(Stored records):
* * *
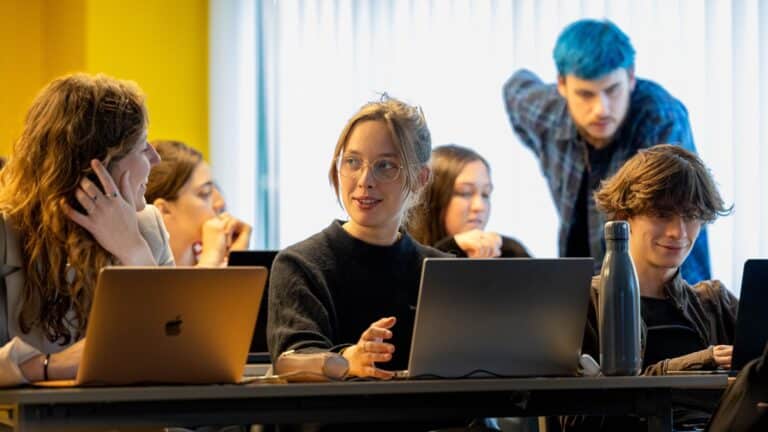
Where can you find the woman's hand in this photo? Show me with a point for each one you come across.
(241, 235)
(477, 243)
(372, 349)
(220, 235)
(110, 216)
(723, 355)
(61, 366)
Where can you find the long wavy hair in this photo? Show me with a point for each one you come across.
(73, 120)
(427, 219)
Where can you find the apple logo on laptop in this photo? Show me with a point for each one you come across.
(173, 327)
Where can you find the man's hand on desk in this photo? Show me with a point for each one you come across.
(372, 349)
(61, 366)
(723, 355)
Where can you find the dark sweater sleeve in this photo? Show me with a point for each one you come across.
(449, 245)
(511, 248)
(300, 308)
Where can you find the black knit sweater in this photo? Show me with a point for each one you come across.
(326, 290)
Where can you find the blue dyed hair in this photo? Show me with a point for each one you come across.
(590, 49)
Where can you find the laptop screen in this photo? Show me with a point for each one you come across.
(259, 353)
(751, 320)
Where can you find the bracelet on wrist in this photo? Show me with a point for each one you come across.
(46, 361)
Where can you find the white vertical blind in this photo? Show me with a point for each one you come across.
(452, 56)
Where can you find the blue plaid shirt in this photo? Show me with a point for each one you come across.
(540, 118)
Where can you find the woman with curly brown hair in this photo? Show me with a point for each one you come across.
(72, 202)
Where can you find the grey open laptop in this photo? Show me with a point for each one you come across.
(500, 317)
(170, 325)
(751, 320)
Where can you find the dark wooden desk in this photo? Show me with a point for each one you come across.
(38, 409)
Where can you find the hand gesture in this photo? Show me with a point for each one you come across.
(372, 349)
(477, 243)
(110, 216)
(220, 235)
(61, 366)
(723, 355)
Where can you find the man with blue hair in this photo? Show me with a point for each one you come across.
(587, 125)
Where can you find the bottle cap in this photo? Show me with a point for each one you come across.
(617, 230)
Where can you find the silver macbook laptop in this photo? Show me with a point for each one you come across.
(500, 317)
(170, 325)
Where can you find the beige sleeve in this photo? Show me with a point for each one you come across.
(13, 354)
(153, 230)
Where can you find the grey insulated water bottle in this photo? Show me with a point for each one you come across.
(619, 308)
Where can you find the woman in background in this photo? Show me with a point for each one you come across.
(72, 202)
(193, 210)
(457, 205)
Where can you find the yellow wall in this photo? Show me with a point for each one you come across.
(163, 46)
(160, 44)
(20, 64)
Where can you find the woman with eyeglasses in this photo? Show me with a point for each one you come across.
(351, 288)
(181, 187)
(456, 207)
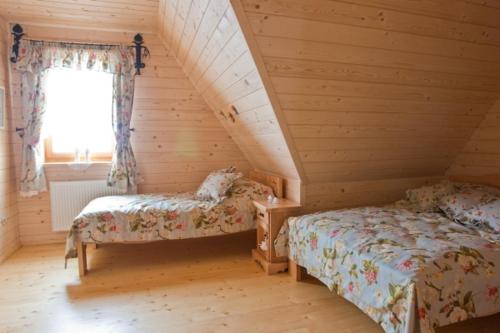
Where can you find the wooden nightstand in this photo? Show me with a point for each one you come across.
(270, 217)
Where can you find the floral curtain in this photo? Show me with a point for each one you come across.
(35, 59)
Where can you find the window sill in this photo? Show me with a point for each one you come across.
(77, 166)
(76, 163)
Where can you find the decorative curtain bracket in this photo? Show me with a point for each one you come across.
(140, 52)
(20, 131)
(17, 32)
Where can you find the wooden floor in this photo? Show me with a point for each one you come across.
(208, 285)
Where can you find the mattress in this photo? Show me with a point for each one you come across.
(406, 270)
(144, 218)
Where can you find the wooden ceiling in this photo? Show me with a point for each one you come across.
(122, 15)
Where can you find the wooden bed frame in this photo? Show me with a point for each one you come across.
(273, 181)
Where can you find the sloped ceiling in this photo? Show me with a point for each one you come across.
(207, 40)
(122, 15)
(375, 90)
(345, 96)
(481, 155)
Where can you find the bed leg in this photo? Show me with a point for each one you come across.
(81, 249)
(296, 271)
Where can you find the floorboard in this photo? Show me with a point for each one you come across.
(207, 285)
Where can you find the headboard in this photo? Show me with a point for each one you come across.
(273, 181)
(491, 180)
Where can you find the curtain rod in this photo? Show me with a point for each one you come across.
(70, 42)
(141, 51)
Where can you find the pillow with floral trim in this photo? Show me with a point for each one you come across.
(455, 206)
(217, 183)
(477, 187)
(427, 198)
(486, 215)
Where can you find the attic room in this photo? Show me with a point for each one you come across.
(250, 166)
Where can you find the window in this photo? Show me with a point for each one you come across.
(78, 119)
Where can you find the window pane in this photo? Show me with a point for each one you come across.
(79, 105)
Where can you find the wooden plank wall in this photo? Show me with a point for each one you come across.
(481, 156)
(207, 41)
(377, 92)
(121, 15)
(177, 141)
(9, 228)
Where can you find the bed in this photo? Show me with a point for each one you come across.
(155, 217)
(405, 269)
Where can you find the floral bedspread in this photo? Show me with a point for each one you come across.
(406, 270)
(133, 218)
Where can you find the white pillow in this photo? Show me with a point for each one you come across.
(427, 198)
(487, 213)
(217, 183)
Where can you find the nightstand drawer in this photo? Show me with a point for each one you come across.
(262, 214)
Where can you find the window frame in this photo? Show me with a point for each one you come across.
(51, 157)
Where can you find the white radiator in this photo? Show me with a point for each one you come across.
(67, 199)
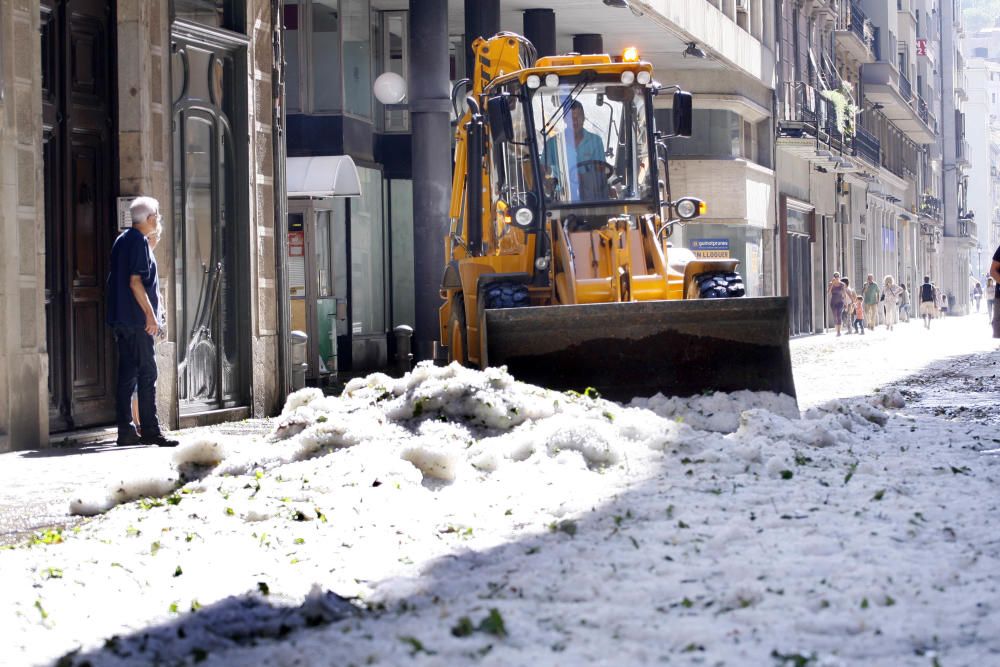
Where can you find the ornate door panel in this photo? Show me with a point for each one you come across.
(79, 149)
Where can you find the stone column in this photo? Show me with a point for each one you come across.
(144, 146)
(429, 109)
(24, 422)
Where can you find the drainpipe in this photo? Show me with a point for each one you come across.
(280, 199)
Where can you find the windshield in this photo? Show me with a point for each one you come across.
(593, 140)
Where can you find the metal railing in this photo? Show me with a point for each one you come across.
(852, 18)
(905, 89)
(866, 146)
(816, 115)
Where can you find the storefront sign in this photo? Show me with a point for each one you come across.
(710, 248)
(124, 216)
(296, 244)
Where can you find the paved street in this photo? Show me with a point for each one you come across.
(38, 484)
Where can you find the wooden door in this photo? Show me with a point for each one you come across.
(78, 101)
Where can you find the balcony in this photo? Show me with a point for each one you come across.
(865, 146)
(855, 34)
(962, 153)
(885, 86)
(808, 128)
(930, 207)
(967, 226)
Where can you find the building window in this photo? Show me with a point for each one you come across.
(719, 133)
(328, 55)
(228, 14)
(394, 56)
(357, 58)
(324, 66)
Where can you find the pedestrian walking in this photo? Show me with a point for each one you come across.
(928, 302)
(849, 296)
(858, 315)
(904, 303)
(837, 293)
(890, 302)
(995, 275)
(133, 291)
(153, 240)
(870, 293)
(990, 297)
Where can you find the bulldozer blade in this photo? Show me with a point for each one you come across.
(636, 349)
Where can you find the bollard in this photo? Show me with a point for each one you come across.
(299, 342)
(404, 340)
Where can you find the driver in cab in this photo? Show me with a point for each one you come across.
(588, 172)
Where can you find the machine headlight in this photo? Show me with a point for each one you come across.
(689, 207)
(524, 217)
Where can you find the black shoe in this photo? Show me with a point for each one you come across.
(159, 440)
(127, 437)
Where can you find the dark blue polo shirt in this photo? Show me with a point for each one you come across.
(130, 256)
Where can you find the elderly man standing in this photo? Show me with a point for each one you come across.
(133, 313)
(871, 293)
(995, 275)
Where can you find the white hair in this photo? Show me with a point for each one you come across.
(143, 207)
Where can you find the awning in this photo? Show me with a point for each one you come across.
(322, 176)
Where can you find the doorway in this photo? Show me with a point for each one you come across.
(211, 268)
(79, 156)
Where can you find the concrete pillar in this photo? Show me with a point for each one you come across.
(482, 19)
(588, 43)
(429, 113)
(540, 29)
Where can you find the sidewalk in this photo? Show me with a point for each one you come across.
(37, 484)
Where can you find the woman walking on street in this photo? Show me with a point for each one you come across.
(837, 292)
(890, 302)
(990, 297)
(904, 303)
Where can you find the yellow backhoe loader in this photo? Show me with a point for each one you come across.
(558, 259)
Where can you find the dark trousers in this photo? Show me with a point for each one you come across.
(136, 372)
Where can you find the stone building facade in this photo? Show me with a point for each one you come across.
(106, 101)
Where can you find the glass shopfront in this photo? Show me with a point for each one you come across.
(211, 247)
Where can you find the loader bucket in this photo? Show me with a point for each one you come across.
(626, 350)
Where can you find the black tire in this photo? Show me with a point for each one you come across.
(506, 294)
(720, 285)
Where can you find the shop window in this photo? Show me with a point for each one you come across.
(228, 14)
(325, 67)
(368, 256)
(357, 58)
(394, 57)
(718, 133)
(400, 197)
(293, 60)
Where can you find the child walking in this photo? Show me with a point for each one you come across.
(859, 314)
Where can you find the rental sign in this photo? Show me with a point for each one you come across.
(710, 248)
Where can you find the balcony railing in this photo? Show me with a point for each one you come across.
(905, 89)
(806, 106)
(866, 146)
(853, 19)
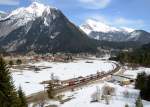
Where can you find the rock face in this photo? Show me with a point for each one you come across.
(42, 28)
(100, 31)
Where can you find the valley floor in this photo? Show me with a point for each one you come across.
(30, 82)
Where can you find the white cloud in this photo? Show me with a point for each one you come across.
(9, 2)
(95, 4)
(124, 21)
(119, 22)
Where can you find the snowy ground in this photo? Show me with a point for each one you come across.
(29, 80)
(82, 97)
(133, 73)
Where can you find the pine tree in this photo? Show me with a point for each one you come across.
(138, 102)
(50, 91)
(22, 98)
(11, 63)
(8, 94)
(126, 105)
(18, 62)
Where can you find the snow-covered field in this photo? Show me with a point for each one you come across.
(82, 97)
(29, 80)
(133, 73)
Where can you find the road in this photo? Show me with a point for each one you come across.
(42, 95)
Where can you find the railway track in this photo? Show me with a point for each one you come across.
(43, 94)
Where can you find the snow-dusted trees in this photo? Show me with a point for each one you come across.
(96, 95)
(138, 102)
(104, 94)
(107, 92)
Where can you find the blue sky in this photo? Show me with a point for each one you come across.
(119, 13)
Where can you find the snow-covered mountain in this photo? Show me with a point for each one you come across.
(41, 28)
(2, 14)
(139, 36)
(101, 31)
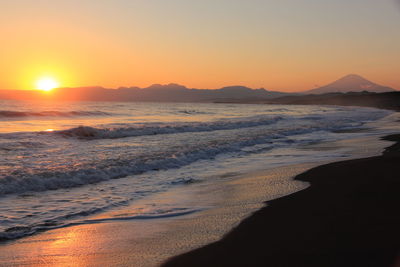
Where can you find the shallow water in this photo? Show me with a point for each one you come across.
(62, 162)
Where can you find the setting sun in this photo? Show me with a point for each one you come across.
(46, 84)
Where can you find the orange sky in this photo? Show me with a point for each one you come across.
(283, 45)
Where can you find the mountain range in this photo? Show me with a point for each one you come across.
(350, 83)
(179, 93)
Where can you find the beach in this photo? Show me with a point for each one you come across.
(347, 217)
(140, 242)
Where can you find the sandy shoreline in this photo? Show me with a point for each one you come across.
(347, 217)
(149, 243)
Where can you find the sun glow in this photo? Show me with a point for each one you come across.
(46, 84)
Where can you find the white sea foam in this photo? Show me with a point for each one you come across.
(56, 178)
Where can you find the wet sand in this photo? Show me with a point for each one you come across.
(349, 216)
(150, 242)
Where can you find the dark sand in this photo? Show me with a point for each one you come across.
(349, 216)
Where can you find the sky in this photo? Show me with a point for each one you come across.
(286, 45)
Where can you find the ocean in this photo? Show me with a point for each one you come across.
(63, 162)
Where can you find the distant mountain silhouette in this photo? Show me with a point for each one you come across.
(350, 83)
(156, 92)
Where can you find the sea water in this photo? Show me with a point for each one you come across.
(62, 162)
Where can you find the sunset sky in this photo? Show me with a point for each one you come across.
(283, 45)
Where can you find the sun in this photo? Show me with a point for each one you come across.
(46, 84)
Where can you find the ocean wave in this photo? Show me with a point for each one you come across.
(17, 114)
(87, 132)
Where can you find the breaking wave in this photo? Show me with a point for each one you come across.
(86, 132)
(17, 114)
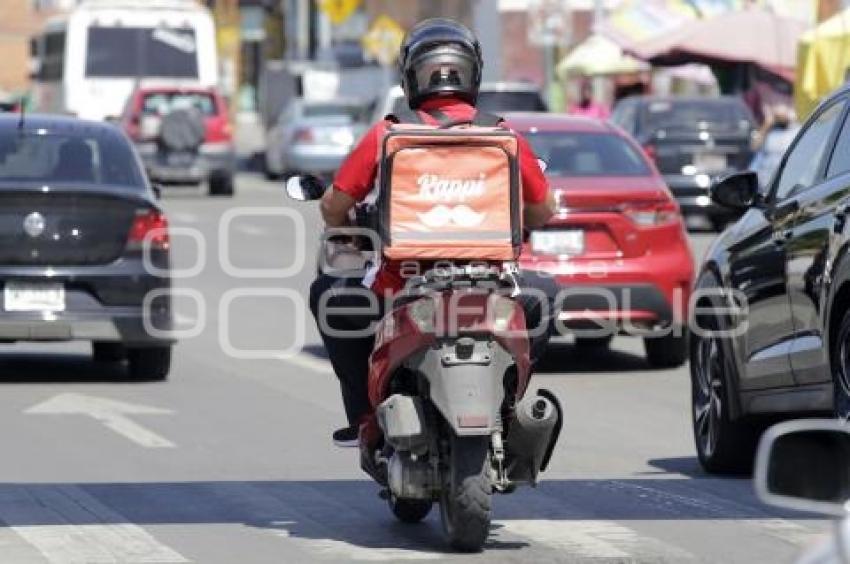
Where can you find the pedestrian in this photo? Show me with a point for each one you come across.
(587, 106)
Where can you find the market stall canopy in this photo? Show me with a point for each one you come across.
(598, 56)
(757, 36)
(823, 61)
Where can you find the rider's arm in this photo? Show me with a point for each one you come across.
(538, 200)
(354, 180)
(335, 207)
(537, 215)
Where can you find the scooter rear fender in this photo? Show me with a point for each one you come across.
(468, 392)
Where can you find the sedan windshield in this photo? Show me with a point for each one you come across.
(690, 114)
(587, 154)
(138, 52)
(88, 159)
(351, 112)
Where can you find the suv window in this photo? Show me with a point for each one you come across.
(803, 162)
(510, 101)
(840, 162)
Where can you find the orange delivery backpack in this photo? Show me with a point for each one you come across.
(451, 191)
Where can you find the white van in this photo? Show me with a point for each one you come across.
(88, 62)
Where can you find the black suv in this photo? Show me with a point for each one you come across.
(785, 265)
(691, 140)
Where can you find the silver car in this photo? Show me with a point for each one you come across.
(313, 137)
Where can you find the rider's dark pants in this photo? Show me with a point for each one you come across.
(346, 313)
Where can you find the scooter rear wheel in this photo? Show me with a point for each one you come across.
(466, 497)
(409, 510)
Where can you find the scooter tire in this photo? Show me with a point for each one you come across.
(465, 502)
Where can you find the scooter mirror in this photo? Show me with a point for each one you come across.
(304, 188)
(805, 465)
(543, 164)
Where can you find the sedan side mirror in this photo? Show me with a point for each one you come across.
(804, 465)
(305, 188)
(737, 191)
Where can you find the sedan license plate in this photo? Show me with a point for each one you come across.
(710, 162)
(557, 243)
(180, 159)
(34, 297)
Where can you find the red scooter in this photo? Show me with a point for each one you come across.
(448, 382)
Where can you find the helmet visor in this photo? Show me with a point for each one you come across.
(444, 69)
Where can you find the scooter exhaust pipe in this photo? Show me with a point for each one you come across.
(532, 434)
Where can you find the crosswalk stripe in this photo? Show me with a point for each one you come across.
(68, 526)
(315, 521)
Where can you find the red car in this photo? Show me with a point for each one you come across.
(183, 135)
(617, 246)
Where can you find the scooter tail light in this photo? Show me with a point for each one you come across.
(423, 314)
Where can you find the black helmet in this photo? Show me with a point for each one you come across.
(440, 56)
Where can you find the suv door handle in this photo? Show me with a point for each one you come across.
(840, 218)
(781, 236)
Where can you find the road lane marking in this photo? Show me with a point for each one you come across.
(319, 523)
(308, 362)
(713, 506)
(594, 539)
(112, 413)
(69, 526)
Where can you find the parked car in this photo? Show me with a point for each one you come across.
(313, 137)
(802, 466)
(783, 271)
(76, 213)
(617, 241)
(183, 135)
(493, 97)
(691, 141)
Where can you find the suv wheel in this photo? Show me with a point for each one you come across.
(724, 445)
(841, 369)
(149, 363)
(221, 184)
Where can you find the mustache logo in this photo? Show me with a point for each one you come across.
(458, 216)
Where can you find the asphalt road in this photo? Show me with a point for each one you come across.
(231, 459)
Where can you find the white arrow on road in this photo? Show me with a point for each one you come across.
(111, 413)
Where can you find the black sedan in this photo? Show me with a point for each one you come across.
(691, 140)
(781, 348)
(84, 247)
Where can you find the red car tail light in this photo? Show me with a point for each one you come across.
(149, 227)
(651, 152)
(218, 130)
(652, 215)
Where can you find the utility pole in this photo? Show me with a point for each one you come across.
(229, 42)
(487, 23)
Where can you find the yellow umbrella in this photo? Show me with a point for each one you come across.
(823, 59)
(596, 56)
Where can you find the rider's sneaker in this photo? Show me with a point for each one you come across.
(346, 437)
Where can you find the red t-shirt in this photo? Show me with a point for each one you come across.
(356, 176)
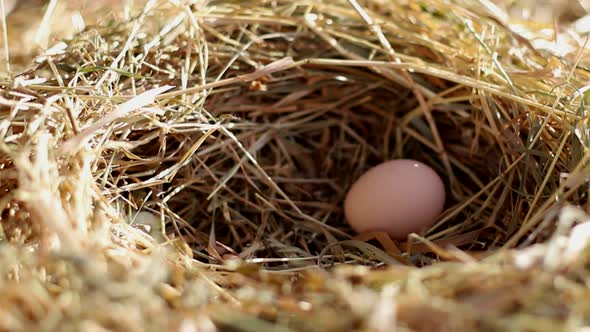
* * *
(Aim):
Count the lines in the entries above that contain the word "curtain", taking case into account, and give only the number.

(Answer to this problem):
3